/---
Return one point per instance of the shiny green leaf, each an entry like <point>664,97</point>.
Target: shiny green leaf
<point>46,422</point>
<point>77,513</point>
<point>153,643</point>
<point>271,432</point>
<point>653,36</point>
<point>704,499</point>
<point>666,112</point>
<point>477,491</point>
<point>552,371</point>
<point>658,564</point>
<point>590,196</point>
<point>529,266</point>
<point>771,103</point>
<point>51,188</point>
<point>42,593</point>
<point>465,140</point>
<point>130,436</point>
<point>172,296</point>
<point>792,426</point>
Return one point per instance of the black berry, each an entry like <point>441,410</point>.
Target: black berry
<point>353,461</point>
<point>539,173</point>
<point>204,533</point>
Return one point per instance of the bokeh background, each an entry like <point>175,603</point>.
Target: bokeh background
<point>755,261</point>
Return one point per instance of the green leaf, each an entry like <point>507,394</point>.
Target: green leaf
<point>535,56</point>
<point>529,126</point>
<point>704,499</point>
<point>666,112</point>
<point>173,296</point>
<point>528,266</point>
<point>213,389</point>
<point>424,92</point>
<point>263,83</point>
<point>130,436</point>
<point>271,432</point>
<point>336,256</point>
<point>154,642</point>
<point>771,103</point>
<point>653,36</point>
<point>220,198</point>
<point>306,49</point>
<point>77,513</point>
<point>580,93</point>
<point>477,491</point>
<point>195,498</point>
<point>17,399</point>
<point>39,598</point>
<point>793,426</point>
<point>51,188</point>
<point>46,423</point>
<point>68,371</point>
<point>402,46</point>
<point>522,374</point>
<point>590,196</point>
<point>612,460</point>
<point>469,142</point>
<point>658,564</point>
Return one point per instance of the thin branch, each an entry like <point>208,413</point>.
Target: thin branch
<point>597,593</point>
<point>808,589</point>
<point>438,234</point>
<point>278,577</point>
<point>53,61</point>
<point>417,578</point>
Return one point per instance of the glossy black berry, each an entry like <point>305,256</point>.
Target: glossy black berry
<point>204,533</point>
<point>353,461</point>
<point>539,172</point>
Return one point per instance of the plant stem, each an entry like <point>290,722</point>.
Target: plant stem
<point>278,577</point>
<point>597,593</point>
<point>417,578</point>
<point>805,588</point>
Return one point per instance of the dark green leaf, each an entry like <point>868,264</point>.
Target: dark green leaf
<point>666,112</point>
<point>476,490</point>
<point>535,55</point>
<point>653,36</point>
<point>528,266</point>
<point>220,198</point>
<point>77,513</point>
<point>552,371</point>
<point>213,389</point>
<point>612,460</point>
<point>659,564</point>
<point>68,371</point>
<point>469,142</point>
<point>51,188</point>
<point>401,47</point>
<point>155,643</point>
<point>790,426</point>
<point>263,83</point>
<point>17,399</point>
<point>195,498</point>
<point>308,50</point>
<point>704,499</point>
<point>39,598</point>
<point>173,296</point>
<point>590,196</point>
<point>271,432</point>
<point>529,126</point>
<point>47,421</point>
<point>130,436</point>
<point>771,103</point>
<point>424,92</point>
\---
> What you need to do: Reproduce the data verbatim, starting at its first line and ending with the line that contains "<point>539,172</point>", both included.

> Written solution:
Return one point per instance of the shiny green leaf, each an entry like <point>664,97</point>.
Target: shiny green leaf
<point>46,422</point>
<point>77,513</point>
<point>153,643</point>
<point>271,432</point>
<point>653,36</point>
<point>704,499</point>
<point>666,112</point>
<point>477,491</point>
<point>552,371</point>
<point>658,564</point>
<point>590,196</point>
<point>529,266</point>
<point>771,103</point>
<point>51,188</point>
<point>42,593</point>
<point>465,140</point>
<point>130,436</point>
<point>172,296</point>
<point>792,426</point>
Return one point per instance of the black berry, each an entry like <point>441,410</point>.
Target: black berry
<point>353,461</point>
<point>539,173</point>
<point>204,533</point>
Return one point per instance of the bokeh background, each an entry like <point>175,603</point>.
Target: bokeh background
<point>755,261</point>
Return one point per instance of the green leaf, each an entry like <point>507,394</point>.
Target: green leaf
<point>535,56</point>
<point>529,126</point>
<point>704,499</point>
<point>666,112</point>
<point>173,296</point>
<point>528,266</point>
<point>213,389</point>
<point>424,92</point>
<point>263,83</point>
<point>130,436</point>
<point>271,432</point>
<point>336,256</point>
<point>154,642</point>
<point>771,103</point>
<point>653,36</point>
<point>220,198</point>
<point>306,49</point>
<point>77,513</point>
<point>580,93</point>
<point>477,491</point>
<point>195,498</point>
<point>17,399</point>
<point>39,598</point>
<point>793,426</point>
<point>51,188</point>
<point>46,423</point>
<point>68,371</point>
<point>402,46</point>
<point>522,374</point>
<point>590,196</point>
<point>612,460</point>
<point>469,142</point>
<point>658,564</point>
Return one point per instance of the thin branch, each an entry like <point>208,413</point>.
Target: thin branch
<point>597,593</point>
<point>808,589</point>
<point>438,234</point>
<point>278,577</point>
<point>53,61</point>
<point>417,578</point>
Return one point per instance of the glossy black berry, each an entry like <point>305,256</point>.
Target: glossy black berry
<point>204,533</point>
<point>353,461</point>
<point>539,172</point>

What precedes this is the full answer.